- THE INPUT -
******************************

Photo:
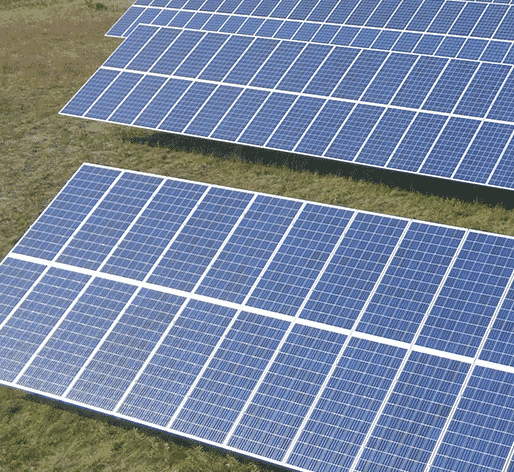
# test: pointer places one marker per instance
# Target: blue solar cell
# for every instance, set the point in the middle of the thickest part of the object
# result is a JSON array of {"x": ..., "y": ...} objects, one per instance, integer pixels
[
  {"x": 252, "y": 244},
  {"x": 424, "y": 15},
  {"x": 322, "y": 9},
  {"x": 266, "y": 119},
  {"x": 360, "y": 74},
  {"x": 264, "y": 8},
  {"x": 506, "y": 28},
  {"x": 201, "y": 55},
  {"x": 164, "y": 17},
  {"x": 468, "y": 18},
  {"x": 299, "y": 260},
  {"x": 345, "y": 36},
  {"x": 195, "y": 246},
  {"x": 177, "y": 52},
  {"x": 27, "y": 328},
  {"x": 489, "y": 21},
  {"x": 295, "y": 123},
  {"x": 407, "y": 42},
  {"x": 306, "y": 31},
  {"x": 450, "y": 47},
  {"x": 329, "y": 74},
  {"x": 341, "y": 418},
  {"x": 198, "y": 20},
  {"x": 453, "y": 142},
  {"x": 472, "y": 49},
  {"x": 417, "y": 142},
  {"x": 232, "y": 24},
  {"x": 386, "y": 40},
  {"x": 221, "y": 393},
  {"x": 181, "y": 18},
  {"x": 140, "y": 249},
  {"x": 284, "y": 8},
  {"x": 354, "y": 132},
  {"x": 470, "y": 295},
  {"x": 102, "y": 230},
  {"x": 385, "y": 137},
  {"x": 178, "y": 360},
  {"x": 499, "y": 346},
  {"x": 389, "y": 78},
  {"x": 125, "y": 21},
  {"x": 251, "y": 61},
  {"x": 484, "y": 416},
  {"x": 503, "y": 106},
  {"x": 364, "y": 39},
  {"x": 215, "y": 23},
  {"x": 404, "y": 294},
  {"x": 211, "y": 5},
  {"x": 382, "y": 13},
  {"x": 114, "y": 366},
  {"x": 187, "y": 107},
  {"x": 288, "y": 30},
  {"x": 114, "y": 95},
  {"x": 415, "y": 414},
  {"x": 269, "y": 28},
  {"x": 225, "y": 59},
  {"x": 302, "y": 10},
  {"x": 362, "y": 12},
  {"x": 446, "y": 17},
  {"x": 304, "y": 67},
  {"x": 137, "y": 99},
  {"x": 250, "y": 26},
  {"x": 147, "y": 17},
  {"x": 92, "y": 89},
  {"x": 325, "y": 33},
  {"x": 324, "y": 128},
  {"x": 16, "y": 277},
  {"x": 161, "y": 104},
  {"x": 213, "y": 111},
  {"x": 495, "y": 51},
  {"x": 419, "y": 82},
  {"x": 240, "y": 114},
  {"x": 450, "y": 85},
  {"x": 341, "y": 12},
  {"x": 46, "y": 237},
  {"x": 484, "y": 152},
  {"x": 482, "y": 90},
  {"x": 347, "y": 281},
  {"x": 403, "y": 14},
  {"x": 277, "y": 64},
  {"x": 428, "y": 44},
  {"x": 69, "y": 347},
  {"x": 277, "y": 410}
]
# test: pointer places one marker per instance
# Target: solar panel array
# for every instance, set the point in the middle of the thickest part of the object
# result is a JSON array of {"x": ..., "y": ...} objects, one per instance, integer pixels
[
  {"x": 311, "y": 336},
  {"x": 424, "y": 87}
]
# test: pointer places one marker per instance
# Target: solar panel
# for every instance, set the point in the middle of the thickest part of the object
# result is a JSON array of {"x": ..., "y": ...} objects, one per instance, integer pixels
[
  {"x": 423, "y": 87},
  {"x": 310, "y": 336}
]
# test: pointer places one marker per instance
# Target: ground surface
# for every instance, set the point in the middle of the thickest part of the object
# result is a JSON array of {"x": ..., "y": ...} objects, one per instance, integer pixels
[{"x": 47, "y": 51}]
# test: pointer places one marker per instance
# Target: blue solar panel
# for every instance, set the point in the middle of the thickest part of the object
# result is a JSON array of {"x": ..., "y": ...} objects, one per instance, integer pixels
[{"x": 314, "y": 337}]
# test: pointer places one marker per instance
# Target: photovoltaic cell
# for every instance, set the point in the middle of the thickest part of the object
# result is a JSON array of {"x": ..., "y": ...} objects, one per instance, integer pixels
[{"x": 314, "y": 337}]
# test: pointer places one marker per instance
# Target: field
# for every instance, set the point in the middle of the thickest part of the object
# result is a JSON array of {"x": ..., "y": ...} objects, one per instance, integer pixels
[{"x": 47, "y": 51}]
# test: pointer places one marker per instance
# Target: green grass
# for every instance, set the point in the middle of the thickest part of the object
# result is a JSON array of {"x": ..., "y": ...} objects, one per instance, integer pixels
[{"x": 48, "y": 49}]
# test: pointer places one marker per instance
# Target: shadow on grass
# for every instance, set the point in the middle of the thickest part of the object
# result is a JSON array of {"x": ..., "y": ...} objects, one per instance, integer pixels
[
  {"x": 128, "y": 425},
  {"x": 462, "y": 191}
]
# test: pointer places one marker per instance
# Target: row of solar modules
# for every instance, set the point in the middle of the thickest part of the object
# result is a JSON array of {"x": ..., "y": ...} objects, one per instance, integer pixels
[
  {"x": 428, "y": 44},
  {"x": 261, "y": 385},
  {"x": 348, "y": 250},
  {"x": 440, "y": 17},
  {"x": 396, "y": 138}
]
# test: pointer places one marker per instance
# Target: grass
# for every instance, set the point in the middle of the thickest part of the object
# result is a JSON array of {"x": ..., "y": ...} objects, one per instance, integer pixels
[{"x": 48, "y": 49}]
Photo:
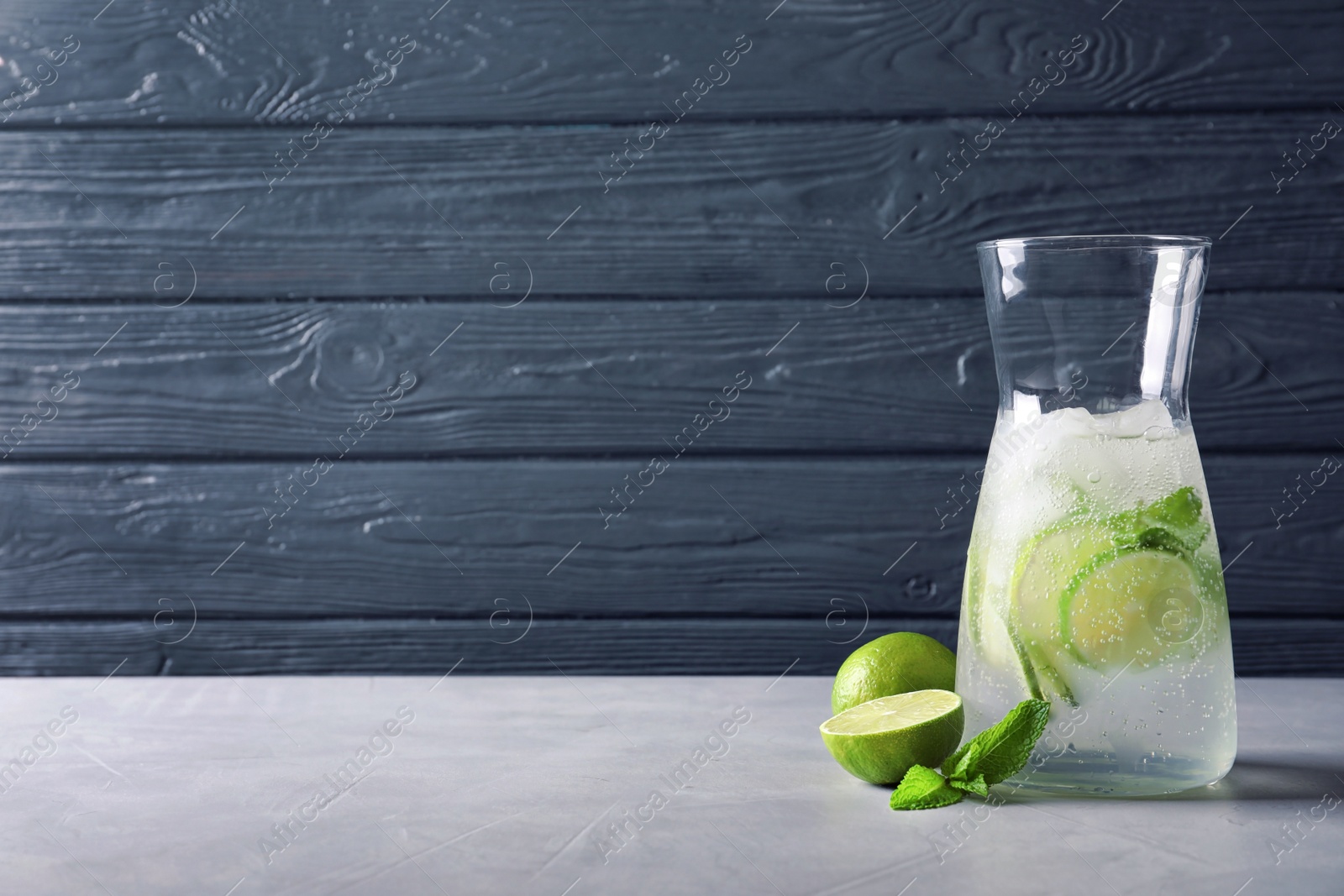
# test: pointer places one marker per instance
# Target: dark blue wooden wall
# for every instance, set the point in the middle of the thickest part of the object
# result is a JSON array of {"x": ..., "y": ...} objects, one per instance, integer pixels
[{"x": 333, "y": 331}]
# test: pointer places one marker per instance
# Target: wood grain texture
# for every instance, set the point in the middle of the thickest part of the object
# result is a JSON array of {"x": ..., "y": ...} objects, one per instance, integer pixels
[
  {"x": 727, "y": 210},
  {"x": 225, "y": 62},
  {"x": 577, "y": 647},
  {"x": 464, "y": 539},
  {"x": 194, "y": 382}
]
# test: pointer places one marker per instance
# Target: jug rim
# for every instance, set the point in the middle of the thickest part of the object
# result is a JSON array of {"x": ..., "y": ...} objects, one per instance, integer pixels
[{"x": 1099, "y": 241}]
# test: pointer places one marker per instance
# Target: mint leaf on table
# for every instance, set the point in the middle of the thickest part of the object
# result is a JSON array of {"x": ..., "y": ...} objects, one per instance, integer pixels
[
  {"x": 995, "y": 754},
  {"x": 976, "y": 786},
  {"x": 924, "y": 788},
  {"x": 1001, "y": 750}
]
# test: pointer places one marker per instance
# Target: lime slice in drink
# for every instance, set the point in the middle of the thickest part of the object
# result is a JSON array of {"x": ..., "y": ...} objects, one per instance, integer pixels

******************************

- HOW TO COMPLETE THIS TASK -
Repeat the lines above precisely and skip every picture.

- FINISHED TASK -
Photo:
# test: pointer places one marker per instance
# Target: blue solar cell
# for every instance, set the point in the middle of the thickest part of the object
# result is a JSON array of {"x": ..., "y": ...} objects, one per instance, integer pixels
[
  {"x": 252, "y": 244},
  {"x": 424, "y": 15},
  {"x": 322, "y": 9},
  {"x": 266, "y": 119},
  {"x": 360, "y": 74},
  {"x": 264, "y": 8},
  {"x": 506, "y": 28},
  {"x": 201, "y": 55},
  {"x": 164, "y": 17},
  {"x": 468, "y": 18},
  {"x": 299, "y": 260},
  {"x": 345, "y": 36},
  {"x": 195, "y": 246},
  {"x": 177, "y": 52},
  {"x": 27, "y": 328},
  {"x": 489, "y": 21},
  {"x": 295, "y": 123},
  {"x": 407, "y": 42},
  {"x": 306, "y": 31},
  {"x": 450, "y": 47},
  {"x": 329, "y": 74},
  {"x": 341, "y": 418},
  {"x": 198, "y": 20},
  {"x": 453, "y": 142},
  {"x": 472, "y": 49},
  {"x": 417, "y": 142},
  {"x": 232, "y": 24},
  {"x": 386, "y": 40},
  {"x": 221, "y": 393},
  {"x": 181, "y": 18},
  {"x": 140, "y": 249},
  {"x": 284, "y": 8},
  {"x": 354, "y": 132},
  {"x": 470, "y": 295},
  {"x": 102, "y": 230},
  {"x": 385, "y": 137},
  {"x": 178, "y": 360},
  {"x": 499, "y": 346},
  {"x": 389, "y": 78},
  {"x": 125, "y": 21},
  {"x": 251, "y": 61},
  {"x": 484, "y": 416},
  {"x": 503, "y": 106},
  {"x": 364, "y": 39},
  {"x": 215, "y": 23},
  {"x": 404, "y": 294},
  {"x": 211, "y": 5},
  {"x": 382, "y": 13},
  {"x": 114, "y": 366},
  {"x": 187, "y": 107},
  {"x": 288, "y": 30},
  {"x": 114, "y": 95},
  {"x": 415, "y": 414},
  {"x": 269, "y": 28},
  {"x": 225, "y": 59},
  {"x": 302, "y": 10},
  {"x": 362, "y": 12},
  {"x": 446, "y": 17},
  {"x": 304, "y": 67},
  {"x": 137, "y": 99},
  {"x": 250, "y": 26},
  {"x": 147, "y": 17},
  {"x": 92, "y": 89},
  {"x": 325, "y": 33},
  {"x": 324, "y": 128},
  {"x": 16, "y": 277},
  {"x": 161, "y": 104},
  {"x": 213, "y": 111},
  {"x": 495, "y": 51},
  {"x": 419, "y": 82},
  {"x": 240, "y": 114},
  {"x": 450, "y": 85},
  {"x": 341, "y": 12},
  {"x": 46, "y": 237},
  {"x": 484, "y": 152},
  {"x": 482, "y": 90},
  {"x": 347, "y": 281},
  {"x": 403, "y": 14},
  {"x": 277, "y": 64},
  {"x": 428, "y": 44},
  {"x": 69, "y": 347},
  {"x": 277, "y": 410}
]
# test: pointer places one marker per instance
# Target: solar panel array
# for every instance, set the point in the middle of the thickest part of the object
# result is a JSON array of {"x": ..., "y": ...} objects, one per instance, integer pixels
[
  {"x": 311, "y": 336},
  {"x": 424, "y": 87}
]
# test: pointer places one marker per instance
# Target: solar panel
# for every instance, set the point in the middle of the thickest part of the object
# result is a JSON array of {"x": ..., "y": ...} objects, one per instance, integer pixels
[
  {"x": 423, "y": 87},
  {"x": 310, "y": 336}
]
# test: pointer places one marker per instance
# Target: ground surface
# for every instance, set the point in the middle of the thickest part of the object
# result is a JSON array of {"x": ..., "y": ...} objects, one per instance, integer pixels
[{"x": 47, "y": 51}]
# test: pointer places one marker per instance
# Target: blue solar panel
# for every instance, set the point in the middle of the thickest part of the object
# result is a JSON array of {"x": ..., "y": ...} objects, one per instance, integer pixels
[{"x": 314, "y": 337}]
# test: pointer places one marker per instance
# Target: photovoltaic cell
# for every instance, set the point in the middle of the thickest part of the object
# result is a JSON array of {"x": ..., "y": ...} objects, one per instance, integer pixels
[{"x": 314, "y": 337}]
# test: pointer places one marker per instance
# Target: field
# for every instance, set the point in the middle of the thickest part of the object
# result is a JSON array of {"x": ..., "y": ...} objects, one per instance, integer pixels
[{"x": 47, "y": 51}]
# test: pointer places one marker per instance
# Target: green grass
# for every instance, set the point in the middle of the thickest part of the object
# result is a JSON array of {"x": ..., "y": ...} objects, one per instance, integer pixels
[{"x": 48, "y": 49}]
# test: pointer places one marker per instance
# Target: shadow on grass
# for every instance, set the point in the middle of the thickest part of the object
# result is a JSON array of {"x": ..., "y": ...} objects, one per instance, integer pixels
[
  {"x": 128, "y": 425},
  {"x": 462, "y": 191}
]
# test: pointer places one marker per instance
# Target: row of solar modules
# for every instance, set the point in the middle of the thickest part of the object
# result is a JSON array of {"x": ..., "y": ...} objects, one per instance, integer pixels
[
  {"x": 428, "y": 44},
  {"x": 261, "y": 385},
  {"x": 348, "y": 250},
  {"x": 440, "y": 17},
  {"x": 396, "y": 138}
]
# test: pointer places one marker per instance
# Target: grass
# for every instance, set the point in the middle of the thickest part of the object
# result is a JSON array of {"x": ..., "y": ...} objects, one per instance, integer pixels
[{"x": 48, "y": 49}]
Photo:
# test: pointer places one marker per instance
# Target: dark blue wooden wall
# for every instance, set the point in the middle of the thickest part of the object
# result is a JSON array of {"x": ..., "y": ...} objects, one per instance, integer pixels
[{"x": 333, "y": 331}]
# test: pointer places one marker per instance
# Target: wood grain texture
# for every instance, set the point in the middle of the thickest part of the object
# result is a JSON array of {"x": ..., "y": ...} objects, one per instance, integer pixels
[
  {"x": 727, "y": 210},
  {"x": 225, "y": 62},
  {"x": 577, "y": 647},
  {"x": 464, "y": 539},
  {"x": 194, "y": 382}
]
# test: pointer places one marker per instance
# Target: jug rim
# for every instance, set the point in the middle of the thickest part of the object
# result is a JSON array of {"x": ..., "y": ...} objects, one per instance, integer pixels
[{"x": 1099, "y": 241}]
# test: pointer places one marker per instance
# Target: mint leaf on table
# for every instance, set the point in the middle of the thickest part of the object
# result is a JSON array of {"x": ..., "y": ...} objects, one per instance, integer pixels
[
  {"x": 995, "y": 754},
  {"x": 976, "y": 786},
  {"x": 924, "y": 788},
  {"x": 1001, "y": 750}
]
# test: pointer places one marker per instance
# Target: lime slice in drink
# for every instance, set the point in the middle of the thickest part of the object
# result is a JSON array of {"x": ..., "y": ...} objects, one per instance, integer pixels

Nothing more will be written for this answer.